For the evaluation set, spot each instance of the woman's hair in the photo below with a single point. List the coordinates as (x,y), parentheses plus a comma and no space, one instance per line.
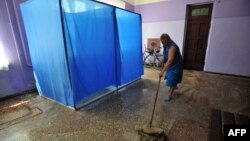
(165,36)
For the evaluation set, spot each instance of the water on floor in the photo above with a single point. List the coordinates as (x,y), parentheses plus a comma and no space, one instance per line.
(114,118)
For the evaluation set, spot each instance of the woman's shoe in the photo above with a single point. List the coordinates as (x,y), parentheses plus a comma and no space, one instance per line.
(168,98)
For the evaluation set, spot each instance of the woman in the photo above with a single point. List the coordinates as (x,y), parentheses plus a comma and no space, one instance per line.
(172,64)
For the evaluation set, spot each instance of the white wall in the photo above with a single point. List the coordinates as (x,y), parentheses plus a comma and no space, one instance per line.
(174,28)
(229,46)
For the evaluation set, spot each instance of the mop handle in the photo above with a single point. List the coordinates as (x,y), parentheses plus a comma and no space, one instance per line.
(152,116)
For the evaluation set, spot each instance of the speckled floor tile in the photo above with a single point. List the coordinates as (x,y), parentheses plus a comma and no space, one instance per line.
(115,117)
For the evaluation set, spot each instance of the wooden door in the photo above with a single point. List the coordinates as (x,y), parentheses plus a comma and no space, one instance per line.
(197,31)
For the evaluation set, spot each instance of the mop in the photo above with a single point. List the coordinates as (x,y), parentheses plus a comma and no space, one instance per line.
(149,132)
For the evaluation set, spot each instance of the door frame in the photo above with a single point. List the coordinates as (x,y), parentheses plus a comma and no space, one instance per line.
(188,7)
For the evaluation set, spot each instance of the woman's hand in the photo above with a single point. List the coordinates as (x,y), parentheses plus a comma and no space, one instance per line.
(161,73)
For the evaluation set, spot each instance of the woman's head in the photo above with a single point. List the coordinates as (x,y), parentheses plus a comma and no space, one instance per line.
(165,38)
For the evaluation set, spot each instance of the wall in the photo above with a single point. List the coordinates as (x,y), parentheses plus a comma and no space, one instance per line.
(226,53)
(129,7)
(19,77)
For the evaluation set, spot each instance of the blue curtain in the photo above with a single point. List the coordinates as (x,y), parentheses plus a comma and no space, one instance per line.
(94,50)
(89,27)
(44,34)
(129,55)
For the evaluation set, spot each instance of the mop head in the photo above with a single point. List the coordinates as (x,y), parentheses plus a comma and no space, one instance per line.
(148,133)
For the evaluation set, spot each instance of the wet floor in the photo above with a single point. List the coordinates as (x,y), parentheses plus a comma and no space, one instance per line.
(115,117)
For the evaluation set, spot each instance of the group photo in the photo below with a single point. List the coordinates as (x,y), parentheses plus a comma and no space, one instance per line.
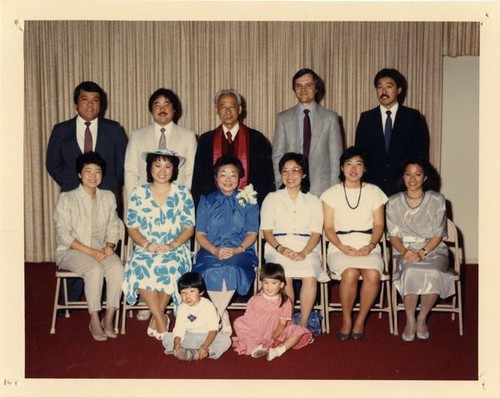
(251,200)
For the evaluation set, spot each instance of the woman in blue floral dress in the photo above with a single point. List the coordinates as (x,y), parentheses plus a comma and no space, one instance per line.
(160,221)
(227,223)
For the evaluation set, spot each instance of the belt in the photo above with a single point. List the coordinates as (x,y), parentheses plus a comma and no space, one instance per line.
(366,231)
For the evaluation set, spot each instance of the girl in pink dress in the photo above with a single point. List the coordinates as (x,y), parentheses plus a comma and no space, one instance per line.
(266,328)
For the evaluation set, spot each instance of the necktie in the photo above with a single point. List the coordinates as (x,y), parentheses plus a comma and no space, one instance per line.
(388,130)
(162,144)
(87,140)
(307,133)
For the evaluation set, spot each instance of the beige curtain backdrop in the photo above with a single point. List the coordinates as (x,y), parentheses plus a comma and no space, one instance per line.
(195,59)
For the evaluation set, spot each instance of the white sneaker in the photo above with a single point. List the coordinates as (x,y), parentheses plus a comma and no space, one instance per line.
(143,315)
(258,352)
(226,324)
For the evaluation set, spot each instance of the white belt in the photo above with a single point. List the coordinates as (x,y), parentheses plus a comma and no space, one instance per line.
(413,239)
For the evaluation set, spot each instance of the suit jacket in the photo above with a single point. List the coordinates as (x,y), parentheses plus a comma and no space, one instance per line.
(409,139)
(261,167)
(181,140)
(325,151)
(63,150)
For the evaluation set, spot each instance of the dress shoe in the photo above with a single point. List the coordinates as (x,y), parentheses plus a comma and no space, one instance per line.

* GIVEN PROBLEM
Repeat the material exactly as it reads, without any of its pictures.

* RESPONSE
For the evaluation set, spot each instance of the woman's hair in the photo below with a single point. List the coordinates as (x,y), parentheses plus a comma and no space, one instance per line.
(165,36)
For the evaluation set, spot each instance of the water on floor in the photo above with a single point. List the coordinates as (x,y), parentheses plus a comma and no space, one instance per line.
(114,118)
For the evaluation set, spot each instance of the woman's shoe in the photo above with a single point. List the coordinates as (x,y), parentheses plus a comma and no space, one instance per line.
(168,98)
For the evaluation set, spot each instance of the woman in the photo above with a single point. List the coordinates as (x,y), parentheses plus a comma and no space, one instance per line.
(172,64)
For the evaluation set, spot each instance of the white wall in the photo above with a single point. List the coordinates as (x,y), parentheses plus a comma and no space, one instance per line.
(174,28)
(229,46)
For the evaluation set, spot each instance of the mop handle in the photo above with a single point. List the coordinates as (x,y), parentheses plus a comma and no space, one instance per line.
(152,116)
For the evaluation set, spot each instance of the speckled floor tile in the photo above with a single point. List the coordinates as (x,y), parentheses plus a comma and no space, one instance per line.
(115,117)
For the evaluation set, spot each instance of the wooden door in the photo above with a single point. List the coordinates as (x,y), parentheses plus a comma and no space, one instance per line.
(197,31)
For the evaluation set, spot each instance of the mop in the photo above with a single point. List the coordinates as (x,y), parentheses plus a comma and no space, one instance per line.
(149,132)
For the evaluation set, spot each instance of the door frame in the photo above with a single point. List the coordinates as (x,y), parentheses plus a comma and no space, one instance per line.
(188,7)
For the evaluation set, spot each instance of the woman's hand in the photo above with a single point. List the coordinates as (x,y), parentheses plus a comma and no space, one instance per line.
(161,73)
For the evaluation set, spot each instance of the woman's head in the photo above with a single point. List the coordinates as (x,y), parentheses plus a comma and no space, one instance per line.
(165,38)
For the evaluation set, spot each instance of the wall in the photo above with a single point. List the coordinates as (x,y), parentheses plus a comma and no space, one instance per line.
(226,53)
(129,7)
(19,77)
For the evaluation set, spot each instance of the blue curtain in the photo above with a single point. List the coordinates as (x,y), parentheses plus a comma and no space, one instance per line.
(94,50)
(89,27)
(44,34)
(129,55)
For the evaluation set, spot each instance of the mop head in the photo above with a single point. List the coordinates as (x,y), parentheses plus a comma and no space, one instance per line.
(148,133)
For the evaluation set, spot each instance of the wet floor in the photo above with a single point. List the coordinates as (x,y), parentheses plus a comma and no space, one instance per line.
(115,117)
For the evaluation set, spot each instance of the group photo in the photo below with a single point. List the coordinates as (x,y), parentheses plus a comma and no space, one instance per line.
(251,200)
For the evaluation set, spot each instance of the woman in blue floral dress in the photo above with a single point. List the coordinates as (x,y), parentheses plus a comma and no space, one instance per line.
(160,221)
(227,223)
For the evaluation set, spot each instance of the belt in the photo above with a single point. List the coordinates as (x,y), parentheses plus a comma and no space, one instance per line.
(366,231)
For the evaluation set, spot each instance of the girl in pink dress in the photo above with a single point. List the coordinates as (x,y), parentheses plus a comma and no space, one instance per line.
(266,328)
For the evaluation set, spot each instance of the necktie in the photo above with a single point. List the coordinates as (x,y), parentheses plus a comma and no space, one instance per line.
(388,130)
(162,144)
(87,140)
(307,133)
For the evaluation set, spot each instance of the beige curtain backdrop in the photo above with a single point. List the coordinates as (x,y), parentheses plus a comma and no space, one instance per line.
(195,59)
For the evaluation set, spot each instance of the white sneaker in the photo above with a single point. List the coordinates as (x,y), parentheses plus a comma and no space, one instance per line.
(143,315)
(258,352)
(226,324)
For the evaluation set, spot each instance of the white belt in the photo above with a single point. List the coordinates as (x,y), parentheses plus a comma and no space, one instance per line.
(413,239)
For the evaluation set, spot each instance of the suit jacket in the photo above with a single point. List the coordinates as (x,y), parentheses plus a comma and no space, one instance per line.
(409,139)
(261,167)
(181,140)
(325,151)
(63,150)
For the evaluation set, spot each instance of the dress shoe in the photo above with a single point. List the coordinates as (x,y), parentheses plus a comma and no space, one instance per line.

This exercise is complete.